Write the listing out again, all of it, word for word.

[Point annotation records]
★ ★ ★

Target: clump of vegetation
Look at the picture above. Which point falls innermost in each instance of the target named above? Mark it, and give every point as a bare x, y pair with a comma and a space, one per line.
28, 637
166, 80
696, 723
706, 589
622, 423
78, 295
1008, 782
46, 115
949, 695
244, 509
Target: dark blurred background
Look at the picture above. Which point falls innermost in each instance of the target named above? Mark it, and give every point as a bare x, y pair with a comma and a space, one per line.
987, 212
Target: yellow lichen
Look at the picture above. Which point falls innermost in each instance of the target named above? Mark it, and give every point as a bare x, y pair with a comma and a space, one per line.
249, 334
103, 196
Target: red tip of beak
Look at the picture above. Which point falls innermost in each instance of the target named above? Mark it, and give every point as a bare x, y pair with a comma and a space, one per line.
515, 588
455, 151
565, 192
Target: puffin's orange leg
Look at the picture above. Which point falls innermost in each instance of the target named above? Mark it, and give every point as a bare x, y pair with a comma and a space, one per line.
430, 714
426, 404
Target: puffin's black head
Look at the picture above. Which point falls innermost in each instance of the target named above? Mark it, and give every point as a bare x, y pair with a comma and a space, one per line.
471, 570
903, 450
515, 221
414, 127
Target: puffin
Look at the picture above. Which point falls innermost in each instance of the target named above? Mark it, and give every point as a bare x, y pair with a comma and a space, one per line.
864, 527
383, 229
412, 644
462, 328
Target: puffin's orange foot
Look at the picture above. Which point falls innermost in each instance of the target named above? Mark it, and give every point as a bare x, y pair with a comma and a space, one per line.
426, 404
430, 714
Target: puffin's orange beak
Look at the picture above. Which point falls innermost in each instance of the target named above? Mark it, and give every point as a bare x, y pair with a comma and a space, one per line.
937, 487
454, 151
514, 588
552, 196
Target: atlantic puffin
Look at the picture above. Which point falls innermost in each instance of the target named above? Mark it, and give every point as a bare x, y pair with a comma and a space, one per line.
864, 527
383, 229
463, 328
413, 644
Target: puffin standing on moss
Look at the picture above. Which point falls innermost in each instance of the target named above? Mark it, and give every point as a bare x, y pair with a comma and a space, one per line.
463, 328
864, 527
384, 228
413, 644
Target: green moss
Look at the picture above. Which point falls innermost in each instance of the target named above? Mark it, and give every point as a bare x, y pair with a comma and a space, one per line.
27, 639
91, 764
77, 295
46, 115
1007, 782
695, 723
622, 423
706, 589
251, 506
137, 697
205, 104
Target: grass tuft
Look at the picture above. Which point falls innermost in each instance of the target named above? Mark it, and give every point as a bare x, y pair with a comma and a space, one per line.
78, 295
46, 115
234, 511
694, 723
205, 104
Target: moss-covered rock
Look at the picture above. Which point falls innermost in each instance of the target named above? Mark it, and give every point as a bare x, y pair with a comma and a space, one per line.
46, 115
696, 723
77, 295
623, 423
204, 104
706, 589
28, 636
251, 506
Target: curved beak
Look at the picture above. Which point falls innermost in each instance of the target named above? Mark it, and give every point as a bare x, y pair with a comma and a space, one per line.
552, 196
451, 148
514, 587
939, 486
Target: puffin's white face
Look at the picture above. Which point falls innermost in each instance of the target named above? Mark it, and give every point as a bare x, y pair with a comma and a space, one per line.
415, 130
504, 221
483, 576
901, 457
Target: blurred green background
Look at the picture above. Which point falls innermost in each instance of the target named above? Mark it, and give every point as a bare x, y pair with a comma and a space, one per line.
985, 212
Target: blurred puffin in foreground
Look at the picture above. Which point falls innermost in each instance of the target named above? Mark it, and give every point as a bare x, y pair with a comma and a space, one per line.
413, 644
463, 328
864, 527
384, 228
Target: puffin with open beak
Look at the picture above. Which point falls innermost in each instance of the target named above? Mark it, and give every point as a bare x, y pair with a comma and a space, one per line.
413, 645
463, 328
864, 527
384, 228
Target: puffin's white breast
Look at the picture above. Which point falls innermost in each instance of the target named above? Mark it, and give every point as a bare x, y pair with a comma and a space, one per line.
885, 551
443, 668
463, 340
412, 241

★ ★ ★

- **Worked solution**:
Target: clump of vegetation
Look at the picture above. Which point falls innermost in each instance of the target named above? Mark it, and give every point as a bare x, y pair with a comma and a space, one per line.
28, 637
166, 80
696, 723
706, 589
622, 423
78, 295
1008, 782
46, 115
949, 695
244, 509
Target: dark blurred background
Look at the picture above. Which point falls innermost in each instance of the target named above? Mark it, and give every point as a bare x, y pair with a comma and a space, one per line.
987, 212
Target: yellow lichen
Look at the picture above. Which point falls innermost in each instance of the target named above? Mark it, and give every point as a bare x, y pair with a comma and a space, one per line.
249, 334
103, 196
Target: red tip of beak
Look at the picture above. Which point falls innermost in each instance of the target named above? Mark it, and give every point as a bare x, y pair with a comma and a space, one per line.
515, 588
455, 151
565, 192
Target: puffin's orange leg
Look at the picture above. Which point falls innermost in each instance of the target named above? Mark it, and give every point as a bare x, y pair with a comma and a space, one per line.
430, 714
426, 404
Target: puffin's black head
Look at the picture above. Which point falls innermost in each instance of the target named above? Mark it, and give every point as a bare x, y pair with a comma and a space, one per line.
471, 570
903, 450
515, 221
414, 127
Target: puffin
Look at the picture above. Which point falls innermost in each instance of the target named above? Mark it, and give every point as a bare x, y pair with a comma and a space, one per line.
864, 527
383, 229
412, 644
462, 328
Target: puffin's orange foot
Look at the picture above. Which point falls innermost in each instance of the target named above? Mark it, and give every point as a bare x, y pair with a comma and a space, one per line.
426, 404
430, 714
Target: puffin's orange beak
Look at the picture above. Which point falls innermost in each instance of the target named above? Mark it, and give every point as a bare x, y pair with a comma and a space, one per line.
937, 487
454, 151
514, 588
552, 196
Target: atlantic puffin
Look at the picture above. Which point falls innermost in each instance of the target named above? Mark it, and give every point as a bare x, y pair with a comma and a space, one per line.
864, 527
383, 229
463, 328
413, 644
Target: puffin standing on moss
Look at the picture above. Which point falls innermost in each instance of the target named above? Mark it, and give every point as a bare x, y pair with a comma and a space, one per line.
463, 328
864, 527
384, 228
413, 644
Target: green moss
Look at the picture above. Which point falls innermost in each instance of the target named above? Mark it, and give every point as a bare x, y pair with a comma and a space, one per line.
27, 639
91, 764
77, 295
46, 115
1007, 782
695, 723
622, 423
706, 589
251, 506
137, 697
205, 104
Target: grass tuft
Look at the picture above. Which point falls innermost in each instance of the target named above? Mark it, and give every point as a bare x, y pair with a comma and a space, one per line.
78, 295
46, 115
234, 511
694, 723
205, 104
Target: moss-covered rock
Look at the picture above. Which point falls innermost in each instance of the target named above? Mark it, and give every point as a bare x, y pair with a comma and a space, one per line.
46, 115
696, 723
77, 295
623, 423
204, 104
706, 589
28, 636
251, 506
Target: curved beak
Look at the picture above. Which point falls innermost in each instance of the target named above? Mark it, and give every point as a bare x, y pair with a comma and a space, one per line.
552, 196
451, 148
514, 587
939, 486
Target: puffin's white face
Look at the picture above. Which point falls innermost in each instance of the target named above? Mark it, and give every point as a bare x, y pair with a comma and a space, one per line.
415, 130
504, 221
483, 576
901, 457
Target: blurred green background
Look at the picture above. Which point falls innermost in each instance of the target named above? Mark it, and give every point as a bare x, y pair with a comma and a space, one per line.
985, 212
Target: blurred puffin in foreground
Look at the picture above. Which point falls innermost in each instance of the target named above? Mark it, and give every point as a bare x, y pair with a comma and a space, one per line.
413, 644
463, 328
864, 527
384, 228
Target: puffin with open beak
Look at the picture above. Which point falls innermost in each instance of the target named above? Mark it, and give every point as a bare x, y pair with a comma and a space, one per line.
413, 645
463, 328
864, 527
384, 228
Target: puffin's white breast
Look at the picture above. Which point falls innermost in each instance of the target named above? Mark it, and give every point as a bare x, y pair with a comma and a space, one per line.
885, 551
443, 668
463, 340
412, 241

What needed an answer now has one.